■ REQUIREMENTS
Reproduce the whole listing below, swapping each occurrence of "formatted sample" for "reference sample" and leaving every other character unchanged.
[Start EXTRACTED ENTRIES]
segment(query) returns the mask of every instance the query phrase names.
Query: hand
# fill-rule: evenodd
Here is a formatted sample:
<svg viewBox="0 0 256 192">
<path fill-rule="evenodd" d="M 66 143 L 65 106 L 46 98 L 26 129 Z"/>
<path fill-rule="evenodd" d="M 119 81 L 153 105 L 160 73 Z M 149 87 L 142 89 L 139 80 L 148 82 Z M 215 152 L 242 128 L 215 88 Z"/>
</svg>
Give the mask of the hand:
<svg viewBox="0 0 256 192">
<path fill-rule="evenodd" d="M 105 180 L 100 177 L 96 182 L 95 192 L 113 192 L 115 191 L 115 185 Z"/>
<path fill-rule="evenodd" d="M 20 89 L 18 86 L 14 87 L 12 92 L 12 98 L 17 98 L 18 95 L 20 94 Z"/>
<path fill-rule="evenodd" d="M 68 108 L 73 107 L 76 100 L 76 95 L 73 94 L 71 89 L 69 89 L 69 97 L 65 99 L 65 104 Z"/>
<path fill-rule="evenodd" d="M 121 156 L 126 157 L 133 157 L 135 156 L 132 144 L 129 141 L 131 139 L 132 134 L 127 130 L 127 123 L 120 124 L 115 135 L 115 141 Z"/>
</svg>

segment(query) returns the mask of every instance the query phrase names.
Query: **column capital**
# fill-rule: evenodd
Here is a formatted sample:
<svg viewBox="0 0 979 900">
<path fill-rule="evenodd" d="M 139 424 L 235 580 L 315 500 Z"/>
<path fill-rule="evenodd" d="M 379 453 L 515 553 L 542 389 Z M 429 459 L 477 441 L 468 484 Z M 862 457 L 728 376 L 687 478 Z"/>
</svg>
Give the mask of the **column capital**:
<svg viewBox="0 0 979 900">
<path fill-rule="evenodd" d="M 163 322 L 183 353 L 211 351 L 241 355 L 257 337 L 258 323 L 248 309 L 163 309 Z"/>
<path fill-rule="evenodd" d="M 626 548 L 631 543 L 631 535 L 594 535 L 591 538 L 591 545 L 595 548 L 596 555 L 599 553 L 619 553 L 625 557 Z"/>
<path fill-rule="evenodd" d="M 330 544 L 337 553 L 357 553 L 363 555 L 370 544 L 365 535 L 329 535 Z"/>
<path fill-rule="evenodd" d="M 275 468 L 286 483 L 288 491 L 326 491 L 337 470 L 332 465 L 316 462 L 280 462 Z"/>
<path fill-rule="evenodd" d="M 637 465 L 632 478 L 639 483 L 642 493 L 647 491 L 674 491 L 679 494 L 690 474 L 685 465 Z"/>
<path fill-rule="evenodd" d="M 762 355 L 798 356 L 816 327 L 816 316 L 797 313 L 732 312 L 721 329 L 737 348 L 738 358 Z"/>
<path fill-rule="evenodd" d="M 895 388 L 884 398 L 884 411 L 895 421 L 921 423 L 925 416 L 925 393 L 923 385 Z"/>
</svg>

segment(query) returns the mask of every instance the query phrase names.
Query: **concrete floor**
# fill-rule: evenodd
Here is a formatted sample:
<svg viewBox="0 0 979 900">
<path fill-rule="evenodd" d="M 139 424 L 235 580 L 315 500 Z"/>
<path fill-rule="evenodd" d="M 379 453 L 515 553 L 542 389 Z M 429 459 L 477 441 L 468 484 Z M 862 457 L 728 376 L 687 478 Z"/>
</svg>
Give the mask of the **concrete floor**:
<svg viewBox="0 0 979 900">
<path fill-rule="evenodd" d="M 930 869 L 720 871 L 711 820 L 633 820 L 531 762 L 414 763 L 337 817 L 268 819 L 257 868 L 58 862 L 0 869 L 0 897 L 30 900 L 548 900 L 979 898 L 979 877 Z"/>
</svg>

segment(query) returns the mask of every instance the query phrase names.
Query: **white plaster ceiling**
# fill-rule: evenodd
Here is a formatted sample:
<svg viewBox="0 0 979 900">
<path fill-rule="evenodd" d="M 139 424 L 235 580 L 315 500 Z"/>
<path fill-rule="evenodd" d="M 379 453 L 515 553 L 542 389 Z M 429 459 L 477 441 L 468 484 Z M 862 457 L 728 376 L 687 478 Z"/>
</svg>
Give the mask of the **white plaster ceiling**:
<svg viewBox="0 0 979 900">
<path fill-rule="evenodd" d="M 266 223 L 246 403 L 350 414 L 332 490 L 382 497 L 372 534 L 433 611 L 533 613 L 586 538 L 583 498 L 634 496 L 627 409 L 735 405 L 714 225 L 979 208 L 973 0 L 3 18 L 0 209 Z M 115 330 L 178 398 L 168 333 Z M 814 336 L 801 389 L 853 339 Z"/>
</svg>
[End EXTRACTED ENTRIES]
■ SOLUTION FOR THIS PROBLEM
segment(query) returns the mask of every instance the query phrase names.
Query: hand
# fill-rule: evenodd
Here is a reference sample:
<svg viewBox="0 0 256 192">
<path fill-rule="evenodd" d="M 66 143 L 65 106 L 46 98 L 26 129 Z"/>
<path fill-rule="evenodd" d="M 119 81 L 153 105 L 160 73 Z M 149 87 L 142 89 L 139 80 L 148 82 Z M 215 152 L 242 128 L 215 88 Z"/>
</svg>
Give the mask of the hand:
<svg viewBox="0 0 256 192">
<path fill-rule="evenodd" d="M 105 180 L 100 177 L 96 182 L 95 192 L 113 192 L 115 191 L 115 185 Z"/>
<path fill-rule="evenodd" d="M 20 89 L 18 86 L 14 87 L 12 92 L 12 98 L 17 98 L 18 95 L 20 94 Z"/>
<path fill-rule="evenodd" d="M 68 108 L 73 107 L 76 100 L 76 95 L 73 94 L 71 89 L 69 89 L 69 97 L 65 99 L 65 104 Z"/>
<path fill-rule="evenodd" d="M 121 156 L 126 157 L 133 157 L 135 156 L 132 144 L 129 141 L 131 139 L 132 134 L 127 130 L 127 123 L 120 124 L 115 135 L 115 141 Z"/>
</svg>

segment(query) returns the mask of every instance the query phrase names.
Query: **column capital**
# fill-rule: evenodd
Here is a reference sample:
<svg viewBox="0 0 979 900">
<path fill-rule="evenodd" d="M 139 424 L 235 580 L 315 500 Z"/>
<path fill-rule="evenodd" d="M 379 453 L 515 553 L 542 389 Z M 429 459 L 477 441 L 468 484 Z M 862 457 L 728 376 L 687 478 Z"/>
</svg>
Give the mask of the **column capital**:
<svg viewBox="0 0 979 900">
<path fill-rule="evenodd" d="M 163 322 L 183 353 L 211 351 L 241 355 L 257 337 L 258 323 L 248 309 L 163 309 Z"/>
<path fill-rule="evenodd" d="M 626 548 L 631 543 L 631 535 L 594 535 L 591 538 L 591 545 L 595 548 L 596 555 L 599 553 L 619 553 L 625 557 Z"/>
<path fill-rule="evenodd" d="M 330 544 L 337 553 L 357 553 L 363 555 L 370 544 L 365 535 L 329 535 Z"/>
<path fill-rule="evenodd" d="M 275 468 L 286 483 L 288 491 L 326 491 L 337 470 L 332 465 L 316 462 L 280 462 Z"/>
<path fill-rule="evenodd" d="M 637 465 L 632 478 L 639 483 L 642 493 L 647 491 L 674 491 L 679 494 L 690 474 L 685 465 Z"/>
<path fill-rule="evenodd" d="M 762 355 L 798 356 L 816 327 L 816 316 L 797 313 L 732 312 L 721 329 L 737 348 L 738 358 Z"/>
<path fill-rule="evenodd" d="M 895 388 L 884 398 L 884 411 L 895 421 L 921 423 L 925 416 L 925 393 L 923 385 Z"/>
</svg>

segment(query) returns the mask of every instance the query phrase names.
Query: **concrete floor**
# fill-rule: evenodd
Here is a reference sample:
<svg viewBox="0 0 979 900">
<path fill-rule="evenodd" d="M 139 424 L 235 580 L 315 500 Z"/>
<path fill-rule="evenodd" d="M 379 453 L 515 553 L 542 389 Z M 429 459 L 477 441 L 468 484 Z M 862 457 L 728 376 L 687 478 Z"/>
</svg>
Give the mask of the **concrete floor**:
<svg viewBox="0 0 979 900">
<path fill-rule="evenodd" d="M 930 869 L 720 871 L 711 820 L 633 820 L 531 762 L 414 763 L 337 817 L 268 819 L 257 868 L 58 862 L 0 869 L 0 897 L 30 900 L 548 900 L 979 898 L 979 877 Z"/>
</svg>

segment(query) returns the mask of every instance the query phrase names.
Query: **white plaster ceiling**
# fill-rule: evenodd
Here is a reference sample:
<svg viewBox="0 0 979 900">
<path fill-rule="evenodd" d="M 139 424 L 235 580 L 315 500 Z"/>
<path fill-rule="evenodd" d="M 379 453 L 515 553 L 542 389 Z M 429 459 L 477 441 L 468 484 Z M 862 457 L 728 376 L 687 478 Z"/>
</svg>
Give the mask of the **white plaster ceiling**:
<svg viewBox="0 0 979 900">
<path fill-rule="evenodd" d="M 266 223 L 246 403 L 350 414 L 332 490 L 382 497 L 372 534 L 433 611 L 533 613 L 586 538 L 583 498 L 634 496 L 627 409 L 735 405 L 714 225 L 979 208 L 973 0 L 3 18 L 0 209 Z M 115 330 L 178 398 L 168 333 Z M 814 336 L 801 389 L 853 339 Z"/>
</svg>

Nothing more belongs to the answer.